_Exercise directions_
Count the lines in the data below that contain the string "shirt", treating uppercase and lowercase as different. Reply with the number alone.

_Dataset records_
## Start

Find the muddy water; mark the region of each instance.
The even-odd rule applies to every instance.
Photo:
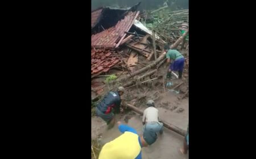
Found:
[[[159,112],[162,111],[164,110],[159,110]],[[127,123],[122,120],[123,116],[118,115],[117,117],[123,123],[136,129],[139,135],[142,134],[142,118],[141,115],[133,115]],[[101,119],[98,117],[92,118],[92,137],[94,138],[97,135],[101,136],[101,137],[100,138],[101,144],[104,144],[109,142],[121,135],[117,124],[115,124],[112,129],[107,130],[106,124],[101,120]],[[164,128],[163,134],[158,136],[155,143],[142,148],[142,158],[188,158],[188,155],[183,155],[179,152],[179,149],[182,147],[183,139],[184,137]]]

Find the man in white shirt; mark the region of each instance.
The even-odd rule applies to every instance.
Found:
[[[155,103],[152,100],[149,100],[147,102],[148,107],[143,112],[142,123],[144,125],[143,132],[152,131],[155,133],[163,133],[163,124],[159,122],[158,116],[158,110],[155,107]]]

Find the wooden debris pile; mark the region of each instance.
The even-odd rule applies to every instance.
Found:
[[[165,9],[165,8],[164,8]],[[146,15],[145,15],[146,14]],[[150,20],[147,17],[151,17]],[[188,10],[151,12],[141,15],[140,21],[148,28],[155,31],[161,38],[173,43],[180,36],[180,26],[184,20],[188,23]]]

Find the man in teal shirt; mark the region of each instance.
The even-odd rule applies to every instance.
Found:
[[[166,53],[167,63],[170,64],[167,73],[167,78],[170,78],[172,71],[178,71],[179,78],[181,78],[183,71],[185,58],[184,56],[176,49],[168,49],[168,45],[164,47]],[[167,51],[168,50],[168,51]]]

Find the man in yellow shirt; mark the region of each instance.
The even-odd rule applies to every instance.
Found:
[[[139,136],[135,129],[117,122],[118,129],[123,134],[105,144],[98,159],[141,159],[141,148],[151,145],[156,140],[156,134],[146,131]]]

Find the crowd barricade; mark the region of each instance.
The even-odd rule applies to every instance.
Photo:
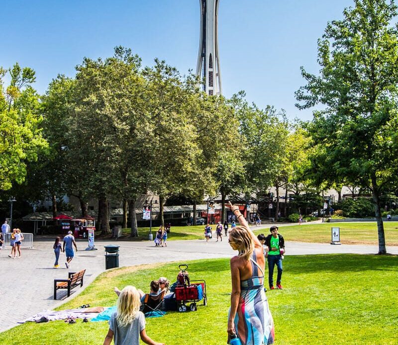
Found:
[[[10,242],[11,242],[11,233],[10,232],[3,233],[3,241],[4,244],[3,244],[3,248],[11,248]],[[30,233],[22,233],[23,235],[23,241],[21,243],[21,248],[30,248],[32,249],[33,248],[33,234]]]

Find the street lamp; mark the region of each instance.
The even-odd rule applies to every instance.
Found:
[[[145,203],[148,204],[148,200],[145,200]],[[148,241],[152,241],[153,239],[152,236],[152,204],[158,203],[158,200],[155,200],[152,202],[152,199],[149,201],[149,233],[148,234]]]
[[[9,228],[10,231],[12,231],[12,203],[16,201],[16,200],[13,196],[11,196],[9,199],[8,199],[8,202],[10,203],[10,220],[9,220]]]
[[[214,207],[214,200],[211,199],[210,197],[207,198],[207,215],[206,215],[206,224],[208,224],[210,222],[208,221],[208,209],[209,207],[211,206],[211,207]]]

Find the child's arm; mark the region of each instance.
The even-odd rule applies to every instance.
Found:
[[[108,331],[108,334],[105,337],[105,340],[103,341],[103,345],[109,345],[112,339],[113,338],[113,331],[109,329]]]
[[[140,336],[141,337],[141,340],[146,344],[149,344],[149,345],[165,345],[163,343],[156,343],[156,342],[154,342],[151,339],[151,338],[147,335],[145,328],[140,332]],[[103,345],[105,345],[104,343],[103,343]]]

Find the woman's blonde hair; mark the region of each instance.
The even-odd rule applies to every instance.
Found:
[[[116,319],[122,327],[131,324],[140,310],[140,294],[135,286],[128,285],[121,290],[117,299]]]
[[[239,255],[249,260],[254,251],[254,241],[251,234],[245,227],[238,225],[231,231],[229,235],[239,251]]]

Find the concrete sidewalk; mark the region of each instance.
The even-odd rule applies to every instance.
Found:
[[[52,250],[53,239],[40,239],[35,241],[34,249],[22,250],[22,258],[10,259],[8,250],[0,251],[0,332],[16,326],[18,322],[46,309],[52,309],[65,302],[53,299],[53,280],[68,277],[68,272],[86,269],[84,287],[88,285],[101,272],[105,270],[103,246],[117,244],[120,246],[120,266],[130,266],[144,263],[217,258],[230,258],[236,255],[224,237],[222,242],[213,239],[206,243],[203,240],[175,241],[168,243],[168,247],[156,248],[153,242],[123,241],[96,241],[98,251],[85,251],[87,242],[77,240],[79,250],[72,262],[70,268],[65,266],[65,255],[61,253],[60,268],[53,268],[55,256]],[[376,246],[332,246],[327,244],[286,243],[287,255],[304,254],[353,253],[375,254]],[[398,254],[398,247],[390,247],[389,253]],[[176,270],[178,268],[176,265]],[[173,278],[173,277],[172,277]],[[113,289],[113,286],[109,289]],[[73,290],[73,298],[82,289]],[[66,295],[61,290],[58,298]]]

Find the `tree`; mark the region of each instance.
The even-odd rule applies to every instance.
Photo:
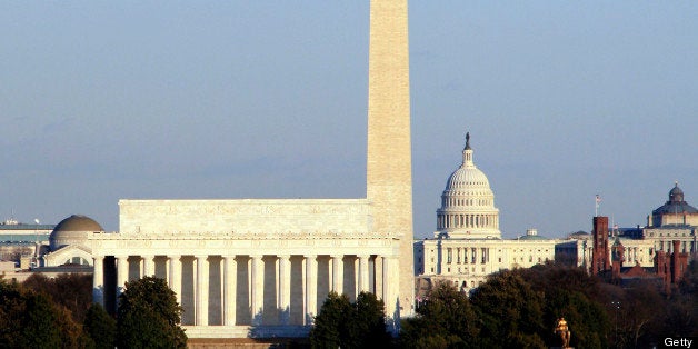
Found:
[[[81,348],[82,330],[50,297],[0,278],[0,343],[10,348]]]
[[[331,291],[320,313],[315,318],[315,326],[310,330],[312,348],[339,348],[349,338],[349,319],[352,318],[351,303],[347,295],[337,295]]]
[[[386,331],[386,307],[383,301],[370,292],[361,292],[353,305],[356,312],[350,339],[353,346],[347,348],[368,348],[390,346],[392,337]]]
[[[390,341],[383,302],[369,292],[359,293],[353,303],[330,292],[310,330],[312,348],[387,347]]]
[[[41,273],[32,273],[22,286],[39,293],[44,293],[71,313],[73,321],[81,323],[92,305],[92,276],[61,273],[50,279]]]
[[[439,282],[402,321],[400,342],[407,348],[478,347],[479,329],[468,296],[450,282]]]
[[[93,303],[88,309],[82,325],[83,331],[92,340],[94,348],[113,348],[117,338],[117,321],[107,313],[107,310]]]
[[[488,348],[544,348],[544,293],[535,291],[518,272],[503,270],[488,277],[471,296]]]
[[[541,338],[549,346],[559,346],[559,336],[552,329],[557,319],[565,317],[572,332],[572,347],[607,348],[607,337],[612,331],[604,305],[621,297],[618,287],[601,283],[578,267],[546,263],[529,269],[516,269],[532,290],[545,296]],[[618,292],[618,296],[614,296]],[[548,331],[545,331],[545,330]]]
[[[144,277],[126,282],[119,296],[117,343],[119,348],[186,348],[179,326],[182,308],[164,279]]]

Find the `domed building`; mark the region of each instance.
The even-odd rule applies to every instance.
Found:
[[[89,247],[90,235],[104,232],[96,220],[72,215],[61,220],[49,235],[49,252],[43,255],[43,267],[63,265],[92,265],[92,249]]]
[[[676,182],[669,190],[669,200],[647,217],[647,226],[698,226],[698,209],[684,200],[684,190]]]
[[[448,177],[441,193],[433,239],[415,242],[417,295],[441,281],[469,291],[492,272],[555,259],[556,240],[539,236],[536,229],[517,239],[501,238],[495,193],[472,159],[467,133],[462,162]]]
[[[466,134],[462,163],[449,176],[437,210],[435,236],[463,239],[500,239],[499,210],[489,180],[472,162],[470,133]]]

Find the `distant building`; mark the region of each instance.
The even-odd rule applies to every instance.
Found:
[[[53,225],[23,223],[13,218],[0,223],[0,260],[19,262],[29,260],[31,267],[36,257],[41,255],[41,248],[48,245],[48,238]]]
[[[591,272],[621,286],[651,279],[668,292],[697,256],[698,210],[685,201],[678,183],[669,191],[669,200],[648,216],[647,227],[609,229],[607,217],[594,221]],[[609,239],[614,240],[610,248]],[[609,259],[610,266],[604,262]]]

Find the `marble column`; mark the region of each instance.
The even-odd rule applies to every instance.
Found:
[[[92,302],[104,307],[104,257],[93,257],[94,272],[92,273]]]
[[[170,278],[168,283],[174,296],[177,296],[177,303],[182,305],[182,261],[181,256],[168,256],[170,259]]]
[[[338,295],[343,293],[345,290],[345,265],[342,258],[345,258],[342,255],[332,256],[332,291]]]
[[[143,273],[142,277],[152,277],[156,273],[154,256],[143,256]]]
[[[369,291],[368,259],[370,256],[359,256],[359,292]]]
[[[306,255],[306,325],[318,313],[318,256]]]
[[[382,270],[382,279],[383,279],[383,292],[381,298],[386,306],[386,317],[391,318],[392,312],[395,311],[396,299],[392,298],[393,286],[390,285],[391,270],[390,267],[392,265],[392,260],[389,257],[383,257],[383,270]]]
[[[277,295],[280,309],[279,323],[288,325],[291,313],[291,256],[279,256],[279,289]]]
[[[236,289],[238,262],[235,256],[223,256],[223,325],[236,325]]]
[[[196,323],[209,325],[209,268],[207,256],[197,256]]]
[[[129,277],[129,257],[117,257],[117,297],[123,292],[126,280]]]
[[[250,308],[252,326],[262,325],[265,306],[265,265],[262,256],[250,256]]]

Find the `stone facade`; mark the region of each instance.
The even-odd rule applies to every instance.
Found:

## End

_Solution to this problem_
3